What is asked:
- A) Turn the paragraph beginning "The New Revised Standard Version (NRSV) is a translation" in the passage on the New Revised Standard Version into a bulleted list of its main facts.
- B) Write the next few sentences of the passage on the New Revised Standard Version, picking up after its final sentence.

Excerpt to read:

──────────

English translation of the Bible

The New Revised Standard Version (NRSV) is a translation of the Bible in American English. First published in 1989 by the National Council of Churches, the NRSV was created by an ecumenical committee of scholars "comprising about thirty members". The NRSV is a revision of the Revised Standard Version, and relies on recently published critical editions of the original Hebrew, Aramaic, and Greek texts. It is thus a revision in a series of English translations that has been identified as beginning with the Tyndale Bible. A major revision of the NRSV, the New Revised Standard Version Updated Edition (NRSVue), was released in 2021.

Used broadly among biblical scholars, the NRSV was intended as a translation to serve the devotional, liturgical, and scholarly needs of the broadest possible range of Christian religious adherents.

The full 84 book translation includes the Protestant enumeration of the Old Testament, the Apocrypha, and the New Testament; another version of the NRSV includes the deuterocanonical books as part of the Old Testament, which is normative in the canon of Catholicism, along with the New Testament (totalling 73 books).

──────────

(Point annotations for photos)
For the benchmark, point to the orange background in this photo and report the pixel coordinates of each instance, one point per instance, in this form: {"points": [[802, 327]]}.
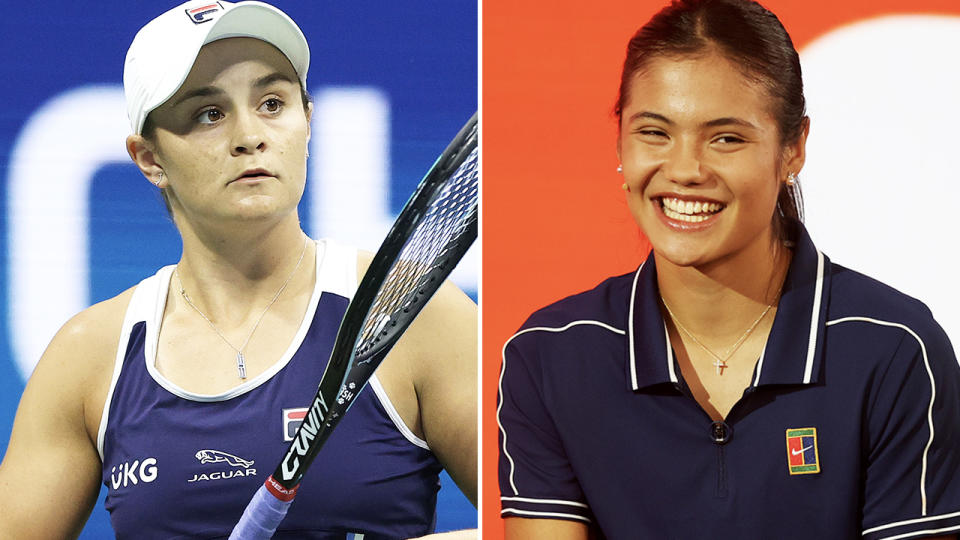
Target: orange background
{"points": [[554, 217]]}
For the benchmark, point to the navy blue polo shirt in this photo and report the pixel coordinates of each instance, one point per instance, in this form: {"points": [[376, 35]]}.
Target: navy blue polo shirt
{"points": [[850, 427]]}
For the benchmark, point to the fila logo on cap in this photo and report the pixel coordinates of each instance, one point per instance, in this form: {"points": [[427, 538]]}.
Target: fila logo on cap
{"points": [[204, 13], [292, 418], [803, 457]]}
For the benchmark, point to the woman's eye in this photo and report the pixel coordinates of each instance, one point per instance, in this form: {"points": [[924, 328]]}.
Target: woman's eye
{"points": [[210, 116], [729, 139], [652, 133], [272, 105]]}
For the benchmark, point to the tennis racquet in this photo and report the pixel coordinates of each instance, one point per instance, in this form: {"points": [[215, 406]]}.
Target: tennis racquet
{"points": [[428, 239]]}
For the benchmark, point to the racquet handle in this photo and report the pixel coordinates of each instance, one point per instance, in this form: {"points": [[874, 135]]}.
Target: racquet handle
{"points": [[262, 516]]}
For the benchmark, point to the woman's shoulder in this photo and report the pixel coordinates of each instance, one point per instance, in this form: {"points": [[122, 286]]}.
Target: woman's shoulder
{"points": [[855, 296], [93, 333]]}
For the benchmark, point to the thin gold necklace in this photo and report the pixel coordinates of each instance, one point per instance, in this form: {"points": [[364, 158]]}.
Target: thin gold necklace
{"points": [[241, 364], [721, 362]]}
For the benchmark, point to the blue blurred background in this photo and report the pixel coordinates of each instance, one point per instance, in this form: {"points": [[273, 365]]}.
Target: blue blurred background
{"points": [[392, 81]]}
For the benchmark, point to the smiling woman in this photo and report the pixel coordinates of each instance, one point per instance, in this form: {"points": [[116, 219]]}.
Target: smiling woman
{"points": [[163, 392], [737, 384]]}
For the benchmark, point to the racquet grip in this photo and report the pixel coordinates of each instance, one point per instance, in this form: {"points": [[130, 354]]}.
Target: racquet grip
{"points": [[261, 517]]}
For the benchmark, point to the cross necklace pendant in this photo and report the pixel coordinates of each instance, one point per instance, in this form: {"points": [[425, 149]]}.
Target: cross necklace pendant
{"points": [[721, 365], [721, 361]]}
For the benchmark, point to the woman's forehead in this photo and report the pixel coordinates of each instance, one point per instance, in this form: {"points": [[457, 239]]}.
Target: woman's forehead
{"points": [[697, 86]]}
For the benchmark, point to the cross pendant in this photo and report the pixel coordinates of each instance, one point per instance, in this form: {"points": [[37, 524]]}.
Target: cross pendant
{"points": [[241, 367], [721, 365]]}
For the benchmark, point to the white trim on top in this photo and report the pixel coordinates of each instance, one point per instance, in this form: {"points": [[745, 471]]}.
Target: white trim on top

──────────

Responses per task:
- A)
- The New Revised Standard Version (NRSV) is a translation of the Bible in American English.
- It was first published in 1989 by the National Council of Churches.
- An ecumenical committee of scholars "comprising about thirty members" created it.
- It revises the Revised Standard Version and relies on recently published critical editions of the original Hebrew, Aramaic, and Greek texts.
- It belongs to a series of English translations identified as beginning with the Tyndale Bible.
- A major revision, the New Revised Standard Version Updated Edition (NRSVue), was released in 2021.

- B)
The translation appears in three main formats: (1) an edition including the Protestant enumeration of the Old Testament, the Apocrypha, and the New Testament (as well an edition that only includes the Protestant enumeration of the Old Testament and New Testament); (2) a Catholic edition with all the books of that canon in their customary order, and (3) the Common Bible, which includes the books that appear in Protestant, Catholic, and Eastern Orthodox canons (but not additional books from Oriental Orthodox traditions, such as the Syriac and Ethiopian canons). A special edition of the NRSV, called the "Anglicized Edition", employs British English spelling and grammar instead of American English.

== History ==
The New Revised Standard Version was translated by the Division of Christian Education (now Bible Translation and Utilization) of the National Council of Churches in the United States. The group included scholars representing Orthodox, Catholic and Protestant Christian groups as well as Jewish representation in the group responsible for the Hebrew Scriptures or Old Testament. The mandate given the committee was summarized in a dictum: "As literal as possible, as free as necessary."

== Canon ==
The New Revised Standard Version is available in a 66-book Protestant Bible that only includes the Old Testament and New Testament; a 73-book Catholic Edition containing the Catholic enumeration of the Old Testament (with integrated deuterocanonical books) and New Testament; and an 84-book Ecumenical Bible that includes the Old Testament, Apocrypha and New Testament.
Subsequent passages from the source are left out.